### CONSIGNES DE L'EXERCICE
A. Recopiez tout le passage fourni, mot pour mot.
B. Remplacez « match analytics » par « sports analytics » dans la liste, de sa première ligne jusqu'à la ligne qui contient « point(426, 251) » (incluse), sans rien changer d'autre, et donnez seulement ces lignes.

### PASSAGE FOURNI

Pour ses dossiers thématiques, l’Eweta interview toujours une ou plusieurs personnes en lien avec le dossier thématique. Cette fois, pour le dossier sur le droit des travailleurs, nous avons choisi d’interroger :
– Luca Baldan de la CSC : secrétaire permanent dans le secteur des ETA bruxelloises pendant 10 ans et dans le secteur au niveau wallon depuis presque 3 ans
– Arnaud Levêque de la FGTB qui a commencé il y a 16 ans dans le secteur : 11 ans comme secrétaire permanent de la FGTB de Namur en s’occupant entre autres du secteur des ETA namuroise et en siégeant dans la SCP du secteur et depuis 5 ans, secrétaire fédéral et porte-parole de la FGTB, notamment dans le secteur des ETA.
• Quelles sont, selon vous, les 3 plus grandes avancées des droits des travailleurs qu’a connu le secteur des ETA depuis sa création et pouvez-vous l’expliciter ?

### DONNÉES À TRAITER
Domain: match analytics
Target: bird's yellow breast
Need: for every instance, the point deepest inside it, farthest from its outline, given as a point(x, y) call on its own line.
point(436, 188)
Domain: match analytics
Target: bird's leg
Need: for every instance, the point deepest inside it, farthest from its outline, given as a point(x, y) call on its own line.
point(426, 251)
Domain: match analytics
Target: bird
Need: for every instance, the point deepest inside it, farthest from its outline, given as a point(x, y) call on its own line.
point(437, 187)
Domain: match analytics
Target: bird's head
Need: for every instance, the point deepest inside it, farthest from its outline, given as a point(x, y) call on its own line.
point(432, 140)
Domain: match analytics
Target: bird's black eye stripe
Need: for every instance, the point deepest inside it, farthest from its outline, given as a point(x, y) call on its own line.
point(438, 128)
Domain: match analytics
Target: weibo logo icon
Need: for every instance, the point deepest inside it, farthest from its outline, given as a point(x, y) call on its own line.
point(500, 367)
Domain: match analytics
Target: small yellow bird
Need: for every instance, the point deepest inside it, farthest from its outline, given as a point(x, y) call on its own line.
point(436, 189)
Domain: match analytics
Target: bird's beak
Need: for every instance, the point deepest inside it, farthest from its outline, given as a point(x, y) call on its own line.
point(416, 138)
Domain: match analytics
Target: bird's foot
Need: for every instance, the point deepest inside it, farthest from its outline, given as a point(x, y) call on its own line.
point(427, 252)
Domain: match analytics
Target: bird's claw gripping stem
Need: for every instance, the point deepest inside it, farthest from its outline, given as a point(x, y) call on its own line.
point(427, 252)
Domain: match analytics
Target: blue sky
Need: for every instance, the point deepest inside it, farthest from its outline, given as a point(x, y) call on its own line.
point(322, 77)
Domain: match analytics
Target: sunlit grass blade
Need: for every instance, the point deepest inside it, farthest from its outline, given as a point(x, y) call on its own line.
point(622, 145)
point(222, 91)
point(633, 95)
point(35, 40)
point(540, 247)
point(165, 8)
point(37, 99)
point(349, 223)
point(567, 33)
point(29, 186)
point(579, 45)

### CORRIGÉ TÂCHE PAR TÂCHE
A.
Pour ses dossiers thématiques, l’Eweta interview toujours une ou plusieurs personnes en lien avec le dossier thématique. Cette fois, pour le dossier sur le droit des travailleurs, nous avons choisi d’interroger :
– Luca Baldan de la CSC : secrétaire permanent dans le secteur des ETA bruxelloises pendant 10 ans et dans le secteur au niveau wallon depuis presque 3 ans
– Arnaud Levêque de la FGTB qui a commencé il y a 16 ans dans le secteur : 11 ans comme secrétaire permanent de la FGTB de Namur en s’occupant entre autres du secteur des ETA namuroise et en siégeant dans la SCP du secteur et depuis 5 ans, secrétaire fédéral et porte-parole de la FGTB, notamment dans le secteur des ETA.
• Quelles sont, selon vous, les 3 plus grandes avancées des droits des travailleurs qu’a connu le secteur des ETA depuis sa création et pouvez-vous l’expliciter ?

B.
Domain: sports analytics
Target: bird's yellow breast
Need: for every instance, the point deepest inside it, farthest from its outline, given as a point(x, y) call on its own line.
point(436, 188)
Domain: sports analytics
Target: bird's leg
Need: for every instance, the point deepest inside it, farthest from its outline, given as a point(x, y) call on its own line.
point(426, 251)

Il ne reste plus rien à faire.